▶ **Extracted material**:
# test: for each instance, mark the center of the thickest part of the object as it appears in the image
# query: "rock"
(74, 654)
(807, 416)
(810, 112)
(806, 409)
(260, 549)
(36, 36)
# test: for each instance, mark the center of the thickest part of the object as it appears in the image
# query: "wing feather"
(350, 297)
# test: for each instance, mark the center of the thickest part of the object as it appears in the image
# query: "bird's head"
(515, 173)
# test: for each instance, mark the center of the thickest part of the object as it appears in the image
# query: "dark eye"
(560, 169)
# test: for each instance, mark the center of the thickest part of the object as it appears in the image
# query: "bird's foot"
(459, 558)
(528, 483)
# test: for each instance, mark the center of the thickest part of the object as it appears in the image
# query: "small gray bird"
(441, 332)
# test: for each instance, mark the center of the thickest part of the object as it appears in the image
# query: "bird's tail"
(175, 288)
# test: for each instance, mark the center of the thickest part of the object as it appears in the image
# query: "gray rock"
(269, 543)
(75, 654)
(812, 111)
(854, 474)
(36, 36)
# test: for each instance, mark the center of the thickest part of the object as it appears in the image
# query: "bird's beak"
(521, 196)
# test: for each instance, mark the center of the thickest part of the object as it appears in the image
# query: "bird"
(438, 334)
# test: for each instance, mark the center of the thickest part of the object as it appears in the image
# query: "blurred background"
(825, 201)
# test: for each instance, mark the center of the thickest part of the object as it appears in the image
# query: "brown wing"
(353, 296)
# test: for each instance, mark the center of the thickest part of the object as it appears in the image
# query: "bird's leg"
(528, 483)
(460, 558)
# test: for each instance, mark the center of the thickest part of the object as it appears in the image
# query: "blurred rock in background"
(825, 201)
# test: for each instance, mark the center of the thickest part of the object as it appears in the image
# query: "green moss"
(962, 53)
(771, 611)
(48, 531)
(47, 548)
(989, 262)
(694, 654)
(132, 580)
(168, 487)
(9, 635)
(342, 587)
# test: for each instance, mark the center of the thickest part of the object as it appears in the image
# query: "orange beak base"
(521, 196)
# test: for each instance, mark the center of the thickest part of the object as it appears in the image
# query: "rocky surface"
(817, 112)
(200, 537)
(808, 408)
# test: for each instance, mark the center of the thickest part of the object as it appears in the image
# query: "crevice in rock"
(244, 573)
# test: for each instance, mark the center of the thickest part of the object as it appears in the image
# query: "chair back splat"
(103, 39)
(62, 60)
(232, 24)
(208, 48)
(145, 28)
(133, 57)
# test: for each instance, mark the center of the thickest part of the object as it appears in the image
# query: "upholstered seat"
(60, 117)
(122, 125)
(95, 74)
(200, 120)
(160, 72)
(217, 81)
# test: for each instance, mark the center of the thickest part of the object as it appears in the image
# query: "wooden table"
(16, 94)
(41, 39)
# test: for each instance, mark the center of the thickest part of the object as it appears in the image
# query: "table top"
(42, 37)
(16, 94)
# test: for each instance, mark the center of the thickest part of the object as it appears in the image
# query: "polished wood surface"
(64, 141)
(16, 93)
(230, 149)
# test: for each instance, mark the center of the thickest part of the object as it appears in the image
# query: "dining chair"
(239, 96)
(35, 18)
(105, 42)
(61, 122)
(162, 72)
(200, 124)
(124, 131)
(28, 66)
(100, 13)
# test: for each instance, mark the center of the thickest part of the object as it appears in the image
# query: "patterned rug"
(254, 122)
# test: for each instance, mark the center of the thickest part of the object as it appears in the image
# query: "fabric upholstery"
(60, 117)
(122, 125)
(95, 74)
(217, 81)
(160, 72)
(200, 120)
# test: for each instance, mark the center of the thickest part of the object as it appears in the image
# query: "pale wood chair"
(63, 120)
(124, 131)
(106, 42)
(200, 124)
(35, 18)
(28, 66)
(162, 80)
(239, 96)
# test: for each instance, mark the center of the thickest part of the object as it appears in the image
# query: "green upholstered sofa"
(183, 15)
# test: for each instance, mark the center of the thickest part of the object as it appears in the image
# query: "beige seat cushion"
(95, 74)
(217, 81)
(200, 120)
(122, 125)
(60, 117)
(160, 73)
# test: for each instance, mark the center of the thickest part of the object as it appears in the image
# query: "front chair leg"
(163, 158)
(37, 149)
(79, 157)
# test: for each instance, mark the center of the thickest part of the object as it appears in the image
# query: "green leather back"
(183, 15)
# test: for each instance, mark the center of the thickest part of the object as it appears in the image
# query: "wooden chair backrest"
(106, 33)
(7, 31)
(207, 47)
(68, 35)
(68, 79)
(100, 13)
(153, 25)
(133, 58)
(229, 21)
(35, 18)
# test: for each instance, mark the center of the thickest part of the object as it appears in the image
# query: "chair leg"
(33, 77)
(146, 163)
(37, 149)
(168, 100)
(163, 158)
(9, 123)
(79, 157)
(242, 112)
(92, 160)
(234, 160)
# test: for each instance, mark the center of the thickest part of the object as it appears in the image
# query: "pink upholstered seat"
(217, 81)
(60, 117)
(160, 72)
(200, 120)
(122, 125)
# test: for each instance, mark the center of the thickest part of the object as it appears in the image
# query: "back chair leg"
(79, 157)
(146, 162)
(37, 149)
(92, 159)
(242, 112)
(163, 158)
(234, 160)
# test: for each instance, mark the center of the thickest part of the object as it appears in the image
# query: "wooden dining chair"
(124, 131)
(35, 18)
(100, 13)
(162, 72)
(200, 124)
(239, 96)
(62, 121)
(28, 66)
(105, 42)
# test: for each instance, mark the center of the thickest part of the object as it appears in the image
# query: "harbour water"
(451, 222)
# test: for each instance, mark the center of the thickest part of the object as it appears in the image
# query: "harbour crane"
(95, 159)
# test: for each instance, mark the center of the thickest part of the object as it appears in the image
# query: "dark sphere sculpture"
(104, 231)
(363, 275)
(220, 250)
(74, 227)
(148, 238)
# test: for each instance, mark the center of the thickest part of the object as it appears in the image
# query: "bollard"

▶ **Given instruction**: Pick out every line in the records that contains the word "background" and copy each one in full. Count only matches with the same capitalization.

▶ **Completed exercise**:
# query: "blurred background"
# query: "blurred rock in background"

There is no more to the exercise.